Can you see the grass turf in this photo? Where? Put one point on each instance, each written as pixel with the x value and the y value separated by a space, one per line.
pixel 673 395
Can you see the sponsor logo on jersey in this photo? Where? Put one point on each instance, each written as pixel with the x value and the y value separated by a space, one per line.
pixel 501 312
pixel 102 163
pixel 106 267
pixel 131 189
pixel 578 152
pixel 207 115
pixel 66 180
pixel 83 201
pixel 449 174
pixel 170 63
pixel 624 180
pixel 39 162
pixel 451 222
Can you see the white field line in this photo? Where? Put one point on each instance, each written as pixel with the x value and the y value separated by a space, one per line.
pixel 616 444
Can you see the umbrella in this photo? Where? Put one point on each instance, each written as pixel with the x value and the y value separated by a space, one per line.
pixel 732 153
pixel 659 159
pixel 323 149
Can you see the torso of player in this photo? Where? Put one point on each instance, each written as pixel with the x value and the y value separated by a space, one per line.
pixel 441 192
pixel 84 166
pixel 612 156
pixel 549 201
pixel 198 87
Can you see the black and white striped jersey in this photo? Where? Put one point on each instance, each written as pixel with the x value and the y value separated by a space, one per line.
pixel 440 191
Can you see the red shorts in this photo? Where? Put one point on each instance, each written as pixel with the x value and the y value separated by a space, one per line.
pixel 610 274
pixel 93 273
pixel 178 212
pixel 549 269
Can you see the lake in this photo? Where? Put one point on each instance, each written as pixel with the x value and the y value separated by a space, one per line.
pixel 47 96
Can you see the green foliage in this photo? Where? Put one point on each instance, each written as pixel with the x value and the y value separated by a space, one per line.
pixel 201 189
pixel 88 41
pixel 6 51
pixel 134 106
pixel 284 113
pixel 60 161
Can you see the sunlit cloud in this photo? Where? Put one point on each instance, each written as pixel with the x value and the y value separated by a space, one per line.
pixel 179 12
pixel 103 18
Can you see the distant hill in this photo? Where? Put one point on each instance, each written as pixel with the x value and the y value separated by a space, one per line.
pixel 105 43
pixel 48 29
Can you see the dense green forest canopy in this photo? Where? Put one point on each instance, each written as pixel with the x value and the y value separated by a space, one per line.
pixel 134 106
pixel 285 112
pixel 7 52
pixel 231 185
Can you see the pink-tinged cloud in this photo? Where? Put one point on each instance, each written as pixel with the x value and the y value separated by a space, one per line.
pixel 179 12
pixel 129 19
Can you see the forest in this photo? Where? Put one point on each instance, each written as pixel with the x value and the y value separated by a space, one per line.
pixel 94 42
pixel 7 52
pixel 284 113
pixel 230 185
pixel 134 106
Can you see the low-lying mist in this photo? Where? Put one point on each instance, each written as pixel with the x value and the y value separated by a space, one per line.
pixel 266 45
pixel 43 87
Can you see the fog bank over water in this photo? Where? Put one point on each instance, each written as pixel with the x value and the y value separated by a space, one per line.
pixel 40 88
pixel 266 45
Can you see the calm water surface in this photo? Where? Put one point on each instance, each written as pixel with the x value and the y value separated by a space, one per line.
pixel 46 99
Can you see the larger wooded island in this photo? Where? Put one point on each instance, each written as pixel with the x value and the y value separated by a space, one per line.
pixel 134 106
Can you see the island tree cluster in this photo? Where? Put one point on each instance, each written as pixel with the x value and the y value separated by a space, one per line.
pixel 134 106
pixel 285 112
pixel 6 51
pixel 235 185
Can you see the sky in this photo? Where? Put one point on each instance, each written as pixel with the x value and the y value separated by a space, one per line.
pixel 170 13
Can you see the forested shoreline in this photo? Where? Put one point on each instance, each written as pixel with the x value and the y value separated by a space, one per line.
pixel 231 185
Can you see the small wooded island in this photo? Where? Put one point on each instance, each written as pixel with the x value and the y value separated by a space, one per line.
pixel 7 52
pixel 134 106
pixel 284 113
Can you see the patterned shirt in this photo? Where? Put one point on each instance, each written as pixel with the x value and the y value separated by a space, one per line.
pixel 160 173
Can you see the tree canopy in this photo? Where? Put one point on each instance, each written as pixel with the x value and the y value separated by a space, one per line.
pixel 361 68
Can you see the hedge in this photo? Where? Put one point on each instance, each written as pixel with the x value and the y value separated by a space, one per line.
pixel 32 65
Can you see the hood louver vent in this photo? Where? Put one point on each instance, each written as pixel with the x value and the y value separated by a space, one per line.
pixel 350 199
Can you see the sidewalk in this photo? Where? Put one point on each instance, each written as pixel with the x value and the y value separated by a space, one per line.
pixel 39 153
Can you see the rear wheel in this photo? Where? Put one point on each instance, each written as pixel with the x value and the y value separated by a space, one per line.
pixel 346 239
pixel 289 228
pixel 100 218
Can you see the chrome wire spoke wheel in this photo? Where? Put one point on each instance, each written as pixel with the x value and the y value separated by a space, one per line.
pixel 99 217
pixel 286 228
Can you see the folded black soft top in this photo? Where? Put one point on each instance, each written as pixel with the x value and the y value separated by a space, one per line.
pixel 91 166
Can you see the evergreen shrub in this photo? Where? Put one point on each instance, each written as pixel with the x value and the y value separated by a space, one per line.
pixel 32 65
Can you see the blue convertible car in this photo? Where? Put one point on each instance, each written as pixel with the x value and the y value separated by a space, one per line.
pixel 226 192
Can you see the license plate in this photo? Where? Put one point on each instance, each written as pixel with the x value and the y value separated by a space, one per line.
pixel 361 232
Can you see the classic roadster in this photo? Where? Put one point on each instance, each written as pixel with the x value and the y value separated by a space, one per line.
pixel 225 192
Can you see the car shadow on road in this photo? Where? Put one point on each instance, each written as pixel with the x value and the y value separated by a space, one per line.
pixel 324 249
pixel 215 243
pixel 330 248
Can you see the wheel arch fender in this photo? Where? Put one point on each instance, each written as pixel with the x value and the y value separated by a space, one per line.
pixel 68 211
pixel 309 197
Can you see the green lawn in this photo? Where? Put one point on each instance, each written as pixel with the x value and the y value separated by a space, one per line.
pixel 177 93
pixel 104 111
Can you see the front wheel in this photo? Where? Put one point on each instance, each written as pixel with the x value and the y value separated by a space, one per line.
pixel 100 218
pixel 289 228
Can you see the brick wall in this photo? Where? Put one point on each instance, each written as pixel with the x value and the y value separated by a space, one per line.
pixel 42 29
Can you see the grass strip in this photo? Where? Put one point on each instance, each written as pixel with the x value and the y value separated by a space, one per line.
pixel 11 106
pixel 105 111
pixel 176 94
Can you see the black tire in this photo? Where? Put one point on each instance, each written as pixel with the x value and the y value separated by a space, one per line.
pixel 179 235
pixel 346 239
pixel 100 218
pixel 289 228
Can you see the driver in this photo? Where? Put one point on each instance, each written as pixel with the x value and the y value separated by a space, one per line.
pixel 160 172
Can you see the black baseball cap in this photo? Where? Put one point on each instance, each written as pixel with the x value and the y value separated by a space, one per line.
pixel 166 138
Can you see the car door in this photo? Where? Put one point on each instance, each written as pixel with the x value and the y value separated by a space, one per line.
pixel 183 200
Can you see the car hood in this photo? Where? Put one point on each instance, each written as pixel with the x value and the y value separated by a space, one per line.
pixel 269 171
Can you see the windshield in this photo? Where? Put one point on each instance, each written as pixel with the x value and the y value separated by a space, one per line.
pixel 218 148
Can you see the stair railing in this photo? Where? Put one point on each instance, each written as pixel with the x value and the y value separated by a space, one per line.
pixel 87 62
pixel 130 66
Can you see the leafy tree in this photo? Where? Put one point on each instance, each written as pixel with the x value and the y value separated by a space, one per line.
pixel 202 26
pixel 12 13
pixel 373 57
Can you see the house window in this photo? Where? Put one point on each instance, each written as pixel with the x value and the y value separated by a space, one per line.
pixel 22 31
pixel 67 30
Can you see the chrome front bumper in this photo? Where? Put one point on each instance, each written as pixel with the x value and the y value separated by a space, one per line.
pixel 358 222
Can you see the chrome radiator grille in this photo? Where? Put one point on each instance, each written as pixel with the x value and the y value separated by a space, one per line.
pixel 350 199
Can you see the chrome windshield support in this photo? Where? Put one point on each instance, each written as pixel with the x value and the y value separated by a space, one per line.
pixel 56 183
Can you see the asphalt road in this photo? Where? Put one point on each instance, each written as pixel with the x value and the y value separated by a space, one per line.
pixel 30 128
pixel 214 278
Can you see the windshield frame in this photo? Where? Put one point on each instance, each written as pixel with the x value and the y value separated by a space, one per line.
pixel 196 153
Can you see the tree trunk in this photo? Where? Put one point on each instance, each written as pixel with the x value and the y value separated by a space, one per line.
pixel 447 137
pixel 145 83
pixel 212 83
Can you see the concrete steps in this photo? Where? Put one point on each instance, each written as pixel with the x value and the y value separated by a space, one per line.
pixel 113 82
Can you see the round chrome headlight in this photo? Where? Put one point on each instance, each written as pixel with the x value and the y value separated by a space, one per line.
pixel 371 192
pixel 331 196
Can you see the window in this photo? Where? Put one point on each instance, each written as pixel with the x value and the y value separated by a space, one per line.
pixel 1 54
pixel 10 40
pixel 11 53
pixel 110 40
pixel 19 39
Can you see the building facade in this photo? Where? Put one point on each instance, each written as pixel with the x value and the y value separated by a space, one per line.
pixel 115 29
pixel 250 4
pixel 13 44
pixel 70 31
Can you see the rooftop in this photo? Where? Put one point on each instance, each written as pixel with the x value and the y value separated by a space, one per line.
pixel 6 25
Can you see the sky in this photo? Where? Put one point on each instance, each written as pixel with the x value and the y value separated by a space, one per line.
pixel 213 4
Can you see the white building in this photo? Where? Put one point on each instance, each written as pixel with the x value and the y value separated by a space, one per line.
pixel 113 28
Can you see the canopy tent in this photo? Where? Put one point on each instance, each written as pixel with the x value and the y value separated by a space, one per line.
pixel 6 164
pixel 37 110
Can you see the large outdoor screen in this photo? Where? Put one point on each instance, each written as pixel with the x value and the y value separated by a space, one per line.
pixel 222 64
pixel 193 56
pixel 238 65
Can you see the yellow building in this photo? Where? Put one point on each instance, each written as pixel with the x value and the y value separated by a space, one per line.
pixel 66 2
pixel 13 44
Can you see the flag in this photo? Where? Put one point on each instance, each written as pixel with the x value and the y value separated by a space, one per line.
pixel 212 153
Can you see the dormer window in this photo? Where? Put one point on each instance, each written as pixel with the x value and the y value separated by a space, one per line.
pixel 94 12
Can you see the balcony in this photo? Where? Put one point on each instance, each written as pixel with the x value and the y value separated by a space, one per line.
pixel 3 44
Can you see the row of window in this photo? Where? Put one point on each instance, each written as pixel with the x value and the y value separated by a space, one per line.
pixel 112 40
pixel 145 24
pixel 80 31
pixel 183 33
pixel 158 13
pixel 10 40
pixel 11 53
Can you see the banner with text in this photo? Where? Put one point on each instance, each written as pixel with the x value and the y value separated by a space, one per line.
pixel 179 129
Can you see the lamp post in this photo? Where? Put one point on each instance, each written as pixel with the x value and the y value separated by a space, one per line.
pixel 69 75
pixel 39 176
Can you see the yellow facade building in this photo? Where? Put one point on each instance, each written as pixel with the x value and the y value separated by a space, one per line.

_ _ _ _

▶ _REQUIRED WORK_:
Lay out the lines of the material above, from the line containing "Can you see the driver" to the line containing "pixel 160 172", as a JSON list of strings with one string per line and blank lines omitted.

▶ _COMPLETE ANSWER_:
[
  "Can you see the driver in this photo? Where? Put one point on each instance, each written as pixel with the x value and the y value separated by a space, one per line.",
  "pixel 160 172"
]